• Exercise requirements: Count the lines in the items that contain the string "instances", matching case exactly, and reply with only that number.

+-------+

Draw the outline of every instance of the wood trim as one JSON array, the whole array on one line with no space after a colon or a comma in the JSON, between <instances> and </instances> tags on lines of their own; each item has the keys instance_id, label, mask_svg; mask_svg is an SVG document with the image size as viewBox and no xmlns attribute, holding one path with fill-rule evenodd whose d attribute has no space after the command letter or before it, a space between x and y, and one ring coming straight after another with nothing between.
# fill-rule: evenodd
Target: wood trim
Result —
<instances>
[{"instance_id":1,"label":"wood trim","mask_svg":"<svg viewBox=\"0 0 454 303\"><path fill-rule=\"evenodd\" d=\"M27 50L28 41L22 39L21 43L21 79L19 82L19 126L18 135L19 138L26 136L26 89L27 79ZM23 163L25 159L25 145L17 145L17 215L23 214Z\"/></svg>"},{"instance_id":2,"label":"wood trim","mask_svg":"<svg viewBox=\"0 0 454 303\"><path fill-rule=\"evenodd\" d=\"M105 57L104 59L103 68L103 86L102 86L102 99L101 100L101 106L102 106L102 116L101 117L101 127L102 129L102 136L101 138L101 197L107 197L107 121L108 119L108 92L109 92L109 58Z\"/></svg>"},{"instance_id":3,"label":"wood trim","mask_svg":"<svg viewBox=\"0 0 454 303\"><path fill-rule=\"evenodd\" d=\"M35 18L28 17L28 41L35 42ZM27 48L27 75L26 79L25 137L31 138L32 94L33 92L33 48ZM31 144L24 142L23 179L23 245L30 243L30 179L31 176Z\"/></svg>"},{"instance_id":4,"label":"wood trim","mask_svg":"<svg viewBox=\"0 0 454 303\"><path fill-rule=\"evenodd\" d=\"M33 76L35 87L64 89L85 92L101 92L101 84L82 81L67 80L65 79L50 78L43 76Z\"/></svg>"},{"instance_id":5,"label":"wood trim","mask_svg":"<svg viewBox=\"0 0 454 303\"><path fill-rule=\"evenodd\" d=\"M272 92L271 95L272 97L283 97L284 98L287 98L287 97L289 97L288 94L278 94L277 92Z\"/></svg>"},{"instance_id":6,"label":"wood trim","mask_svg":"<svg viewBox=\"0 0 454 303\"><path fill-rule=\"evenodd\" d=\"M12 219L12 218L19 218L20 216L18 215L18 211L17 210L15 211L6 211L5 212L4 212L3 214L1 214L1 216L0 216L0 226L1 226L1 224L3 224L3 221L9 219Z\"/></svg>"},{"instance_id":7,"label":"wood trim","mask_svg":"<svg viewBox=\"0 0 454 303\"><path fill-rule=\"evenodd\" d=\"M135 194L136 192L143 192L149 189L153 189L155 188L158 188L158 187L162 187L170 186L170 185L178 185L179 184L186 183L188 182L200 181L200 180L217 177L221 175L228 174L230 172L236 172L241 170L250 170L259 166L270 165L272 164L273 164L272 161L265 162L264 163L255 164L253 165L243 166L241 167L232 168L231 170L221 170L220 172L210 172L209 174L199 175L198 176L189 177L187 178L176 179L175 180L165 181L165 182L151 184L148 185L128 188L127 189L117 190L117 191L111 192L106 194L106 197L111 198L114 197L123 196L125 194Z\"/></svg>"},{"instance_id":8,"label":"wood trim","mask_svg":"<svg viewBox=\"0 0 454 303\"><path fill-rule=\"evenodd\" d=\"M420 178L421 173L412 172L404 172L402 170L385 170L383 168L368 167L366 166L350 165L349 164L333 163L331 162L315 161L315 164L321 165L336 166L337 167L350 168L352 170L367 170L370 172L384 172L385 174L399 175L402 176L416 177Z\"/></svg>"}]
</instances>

+-------+

• Full output: 3